■ Job: Carry on with the Grafana dashboard guide for Daytona Sandbox monitoring below, writing what comes after its last line.

Grafana Dashboard for Daytona Sandbox Monitoring

This directory contains a pre-configured Grafana dashboard for monitoring Daytona Sandbox resources including CPU, Memory, and Disk utilization using Prometheus metrics.

Dashboard Overview

The dashboard provides comprehensive monitoring across multiple pages:

Resource Overview: High-level view of all sandboxes with aggregate metrics
CPU Details: Detailed CPU utilization, limits, and heatmaps
Memory Details: Memory usage patterns and limits
Disk Details: Filesystem usage and space breakdown

Prerequisites

Grafana Cloud account (free tier available)
Daytona account with access to Experimental settings

Setup

Step 1: Create a Grafana Cloud Account

Go to grafana.com and click Create free account
Sign up with email, Google, or GitHub
Create a new stack (choose a region close to you)

■ Dataset excerpts:
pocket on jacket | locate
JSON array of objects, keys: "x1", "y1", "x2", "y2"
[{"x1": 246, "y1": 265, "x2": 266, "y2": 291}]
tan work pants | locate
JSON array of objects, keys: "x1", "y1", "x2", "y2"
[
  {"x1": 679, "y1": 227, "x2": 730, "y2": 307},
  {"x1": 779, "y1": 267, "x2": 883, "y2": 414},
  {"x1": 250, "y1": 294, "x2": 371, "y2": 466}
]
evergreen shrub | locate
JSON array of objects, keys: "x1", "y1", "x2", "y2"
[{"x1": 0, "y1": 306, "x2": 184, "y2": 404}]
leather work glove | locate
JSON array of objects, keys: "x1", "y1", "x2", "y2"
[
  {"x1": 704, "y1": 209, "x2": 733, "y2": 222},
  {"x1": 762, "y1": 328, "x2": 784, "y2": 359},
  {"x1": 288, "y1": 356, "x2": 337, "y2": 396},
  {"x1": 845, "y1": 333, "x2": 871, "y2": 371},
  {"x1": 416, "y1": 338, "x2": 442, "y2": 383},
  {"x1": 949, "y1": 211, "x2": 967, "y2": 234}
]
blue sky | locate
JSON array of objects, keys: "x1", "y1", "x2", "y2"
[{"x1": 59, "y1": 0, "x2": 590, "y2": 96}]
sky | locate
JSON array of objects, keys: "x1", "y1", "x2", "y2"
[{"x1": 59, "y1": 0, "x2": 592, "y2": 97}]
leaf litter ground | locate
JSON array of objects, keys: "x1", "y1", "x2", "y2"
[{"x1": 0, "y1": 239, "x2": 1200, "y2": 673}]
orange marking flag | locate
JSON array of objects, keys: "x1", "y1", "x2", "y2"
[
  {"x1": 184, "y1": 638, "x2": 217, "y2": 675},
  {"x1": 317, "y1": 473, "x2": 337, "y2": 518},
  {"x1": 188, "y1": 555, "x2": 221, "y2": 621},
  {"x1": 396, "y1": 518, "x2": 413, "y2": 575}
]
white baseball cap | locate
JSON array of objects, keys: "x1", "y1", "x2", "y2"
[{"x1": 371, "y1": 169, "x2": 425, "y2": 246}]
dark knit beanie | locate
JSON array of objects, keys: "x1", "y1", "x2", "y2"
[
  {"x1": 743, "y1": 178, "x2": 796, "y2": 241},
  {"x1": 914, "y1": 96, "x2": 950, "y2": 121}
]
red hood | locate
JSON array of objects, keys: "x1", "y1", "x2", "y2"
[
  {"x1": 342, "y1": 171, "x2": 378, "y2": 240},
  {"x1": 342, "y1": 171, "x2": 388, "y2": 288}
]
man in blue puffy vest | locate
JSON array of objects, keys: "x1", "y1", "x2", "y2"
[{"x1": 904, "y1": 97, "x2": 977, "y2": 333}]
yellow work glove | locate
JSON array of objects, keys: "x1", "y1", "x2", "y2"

■ Answer for the task:
Step 2: Set Up OpenTelemetry Connection

In Grafana Cloud Portal, go to Connections → Add new connection
Search for OpenTelemetry (OTLP) and select it
Follow the setup wizard:
- Choose instrumentation method: Select OpenTelemetry SDK, then your language
- Choose your infrastructure: Select Linux
Create a Grafana Cloud Access token:
- Click Create a Grafana Cloud Access token for your application
- Name it something like daytona-otel-token
- Select All scopes
- Click Create and save the token
Get your configuration values from the instrumentation instructions:
- Note the OTEL_EXPORTER_OTLP_ENDPOINT value (e.g., https://otlp-gateway-prod-eu-central-0.grafana.net/otlp)
- Note the OTEL_EXPORTER_OTLP_HEADERS value (e.g., Authorization=Basic MTUxNzAz...)

Step 3: Configure Daytona

Go to the Daytona Dashboard
Navigate to Settings → Experimental
Enter the values from Step 2:
- OTLP Endpoint: The endpoint URL from Grafana (e.g., https://otlp-gateway-prod-eu-central-0.grafana.net/otlp)
- OTLP Headers: The Authorization header from Grafana (e.g., Authorization=Basic MTUxNzAz...)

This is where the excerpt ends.